(Work required): Copy every one of the records below word for word, leaving out the pictures.

==================================================

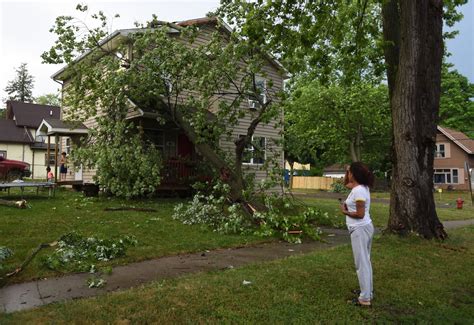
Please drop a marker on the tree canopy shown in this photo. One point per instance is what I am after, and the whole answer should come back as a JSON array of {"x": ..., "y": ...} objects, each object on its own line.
[
  {"x": 341, "y": 123},
  {"x": 457, "y": 105},
  {"x": 21, "y": 88},
  {"x": 49, "y": 99}
]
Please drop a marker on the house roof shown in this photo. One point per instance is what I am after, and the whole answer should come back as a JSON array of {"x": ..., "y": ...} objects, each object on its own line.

==================================================

(The output):
Please drop a marker on the tree canopy shown in this photo. One point per instance is what I am after, and the whole answer should come back as a JSON array of {"x": ..., "y": ...} objects, each object on its own line.
[
  {"x": 341, "y": 123},
  {"x": 457, "y": 105},
  {"x": 21, "y": 88},
  {"x": 49, "y": 99}
]
Please drop a marker on the house roof shown in this photo. One point per instance is what I am after, and the whole answer should come back as a JSON array of {"x": ..., "y": ...} objects, each object on its own line.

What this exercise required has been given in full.